Instructions for the task ->
Do these three statements agree with the book review below? Answer yes or no for each, and quote the words of the review that settle it.
1. The reviewer remembers where the cartoon came from.
2. Neil Broom wrote How Blind Is the Watchmaker.
3. Broom uses the term "aristoscience" for a secular priesthood in which only a few scientists have access to truth.

::: Selected excerpt :::

How Blind is the Watchmaker? – Book Review

Posted by on Apr 20, 2004 in Books and movies we like, Think & Believe Newsletter | 0 comments

When I started reading How Blind Is the Watchmaker, by Neil Broom, I was strangely reminded of a cartoon.  Although I can’t remember the source, it illustrates the all-too-frequent practice of modern science.  Words like “meaning,” and “purpose,” are covered up because they go against the prevailing notions of materialism – that we exist in a vast, meaningless, cosmic machine that is driven completely by chance.

Ironically, to fabricate their story, scientists can’t escape using terms like, “advantage,” “struggle,” and “survival” to describe the process of evolution.  These words imply a purpose and intention that should not exist if life is a product of blind chance.  Broom says (p.188),

“We find the entire living world operates within a rich gradient of meaning…It is a world driven by an overwhelming “urge” to live and to keep on living.  It seeks to “attain,” to “achieve,” to “improve.”…All of these attributes…lie completely outside and beyond the power of (secular) science to explain.”

This is the central theme of the book which is reiterated in various ways.

I believe most people, at one time or another, have felt at the mercy of what Broom terms, “aristoscience” – or a secular priesthood where only a few scientists have access to truth and dispense it on their terms.  By citing the shortcomings of modern science and the questions beyond its scope, the author helps the average person dismantle these ivory towers and see their philosophical shortcomings.

These inconsistencies are revealed further in sections dealing with proposed scenarios of the origin of life.  Although he thoroughly refutes them, I appreciated Broom’s desire to respond to the more “reasoned” attempts put forth to explain naturalistic origins.

::: Supplied information :::

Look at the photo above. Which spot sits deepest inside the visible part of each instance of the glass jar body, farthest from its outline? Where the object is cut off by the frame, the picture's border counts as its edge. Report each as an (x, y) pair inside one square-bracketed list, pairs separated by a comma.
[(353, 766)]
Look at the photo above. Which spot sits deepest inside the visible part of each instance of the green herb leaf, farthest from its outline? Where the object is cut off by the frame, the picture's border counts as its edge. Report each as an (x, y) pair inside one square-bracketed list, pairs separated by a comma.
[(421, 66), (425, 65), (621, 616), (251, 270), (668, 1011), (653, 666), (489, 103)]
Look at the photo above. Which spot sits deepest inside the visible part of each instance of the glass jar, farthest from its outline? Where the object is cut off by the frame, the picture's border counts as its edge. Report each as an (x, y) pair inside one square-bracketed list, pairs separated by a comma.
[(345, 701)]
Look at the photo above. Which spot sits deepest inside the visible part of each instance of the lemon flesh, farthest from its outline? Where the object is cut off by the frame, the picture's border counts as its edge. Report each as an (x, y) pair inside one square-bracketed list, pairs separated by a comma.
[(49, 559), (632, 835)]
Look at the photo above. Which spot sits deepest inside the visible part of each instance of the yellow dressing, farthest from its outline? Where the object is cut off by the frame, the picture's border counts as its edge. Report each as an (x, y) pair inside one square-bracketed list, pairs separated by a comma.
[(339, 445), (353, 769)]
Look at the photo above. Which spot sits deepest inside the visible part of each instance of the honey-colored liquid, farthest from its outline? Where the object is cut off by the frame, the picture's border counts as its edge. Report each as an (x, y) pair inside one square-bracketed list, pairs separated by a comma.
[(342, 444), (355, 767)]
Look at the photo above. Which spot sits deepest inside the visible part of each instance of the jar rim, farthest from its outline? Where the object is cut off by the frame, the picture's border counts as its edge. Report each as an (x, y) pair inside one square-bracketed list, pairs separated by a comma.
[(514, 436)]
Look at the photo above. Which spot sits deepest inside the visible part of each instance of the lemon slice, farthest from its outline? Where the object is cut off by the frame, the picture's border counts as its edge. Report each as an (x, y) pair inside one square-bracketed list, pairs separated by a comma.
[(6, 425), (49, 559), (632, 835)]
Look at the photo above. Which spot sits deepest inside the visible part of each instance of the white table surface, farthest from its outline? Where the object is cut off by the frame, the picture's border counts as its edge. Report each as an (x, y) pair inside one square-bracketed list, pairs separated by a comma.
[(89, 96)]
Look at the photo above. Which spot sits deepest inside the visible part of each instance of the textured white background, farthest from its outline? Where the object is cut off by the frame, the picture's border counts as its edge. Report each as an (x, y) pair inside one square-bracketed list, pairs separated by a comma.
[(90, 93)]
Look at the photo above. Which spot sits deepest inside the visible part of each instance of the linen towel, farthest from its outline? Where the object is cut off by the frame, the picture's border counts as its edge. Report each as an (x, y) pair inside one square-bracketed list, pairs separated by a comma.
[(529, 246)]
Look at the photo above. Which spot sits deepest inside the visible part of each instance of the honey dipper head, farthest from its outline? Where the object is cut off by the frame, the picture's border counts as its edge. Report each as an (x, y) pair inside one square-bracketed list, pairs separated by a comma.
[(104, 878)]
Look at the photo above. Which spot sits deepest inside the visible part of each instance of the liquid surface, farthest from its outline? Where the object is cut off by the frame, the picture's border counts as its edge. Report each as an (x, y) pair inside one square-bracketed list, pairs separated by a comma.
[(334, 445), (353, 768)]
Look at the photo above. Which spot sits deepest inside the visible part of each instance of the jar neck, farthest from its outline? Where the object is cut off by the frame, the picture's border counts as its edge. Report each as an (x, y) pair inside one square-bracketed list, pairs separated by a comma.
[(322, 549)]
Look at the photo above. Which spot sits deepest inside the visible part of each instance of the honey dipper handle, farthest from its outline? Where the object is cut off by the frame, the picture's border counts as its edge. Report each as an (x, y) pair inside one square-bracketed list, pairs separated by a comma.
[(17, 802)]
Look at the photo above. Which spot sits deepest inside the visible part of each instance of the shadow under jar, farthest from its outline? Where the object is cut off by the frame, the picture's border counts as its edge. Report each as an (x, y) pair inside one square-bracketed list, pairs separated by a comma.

:::

Answer box ->
1. No: "Although I can’t remember the source"
2. Yes: "How Blind Is the Watchmaker, by Neil Broom"
3. Yes: "what Broom terms, “aristoscience” – or a secular priesthood where only a few scientists have access to truth"